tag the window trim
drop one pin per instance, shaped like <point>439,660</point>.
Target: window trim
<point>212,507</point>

--------

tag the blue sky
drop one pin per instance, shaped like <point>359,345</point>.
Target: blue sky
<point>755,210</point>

--------

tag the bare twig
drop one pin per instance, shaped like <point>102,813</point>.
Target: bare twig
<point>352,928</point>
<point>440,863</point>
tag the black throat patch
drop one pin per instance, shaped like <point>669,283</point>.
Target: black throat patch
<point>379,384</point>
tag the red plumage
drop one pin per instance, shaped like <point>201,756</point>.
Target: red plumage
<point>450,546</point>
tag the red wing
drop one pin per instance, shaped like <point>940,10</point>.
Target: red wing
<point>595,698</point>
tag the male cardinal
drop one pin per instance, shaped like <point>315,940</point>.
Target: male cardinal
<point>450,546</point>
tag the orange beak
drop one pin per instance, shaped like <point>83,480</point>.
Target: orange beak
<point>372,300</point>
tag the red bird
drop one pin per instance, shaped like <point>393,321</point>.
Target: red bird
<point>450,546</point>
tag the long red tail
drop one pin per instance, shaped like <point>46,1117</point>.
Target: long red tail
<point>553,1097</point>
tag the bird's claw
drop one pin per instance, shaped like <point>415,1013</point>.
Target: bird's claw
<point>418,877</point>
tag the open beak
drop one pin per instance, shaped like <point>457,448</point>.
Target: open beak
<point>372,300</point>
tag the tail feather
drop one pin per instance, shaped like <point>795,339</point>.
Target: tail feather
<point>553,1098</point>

--------

Assignment
With the line holding "Target: bare twig" as the first and the line holding "tag the long red tail" as the last, set down that range of the entries above exactly, and nothing else.

Written solution
Target: bare twig
<point>352,928</point>
<point>440,863</point>
tag the black throat patch
drop one pin per instance, shaped like <point>669,283</point>.
Target: black throat patch
<point>379,384</point>
tag the red plumage
drop one pin per instance, shaped like <point>201,756</point>.
Target: red plumage
<point>450,546</point>
tag the red wing
drop one pin per instance, shaped like <point>940,10</point>.
Target: red wing
<point>595,698</point>
tag the male cardinal
drop one pin per instance, shaped like <point>315,940</point>.
Target: male cardinal
<point>450,546</point>
tag the orange beak
drop one pin per instance, shaped like <point>83,480</point>.
Target: orange beak
<point>372,300</point>
tag the red bird
drop one pin per instance, shaped like <point>393,321</point>.
Target: red bird
<point>450,546</point>
tag the long red tail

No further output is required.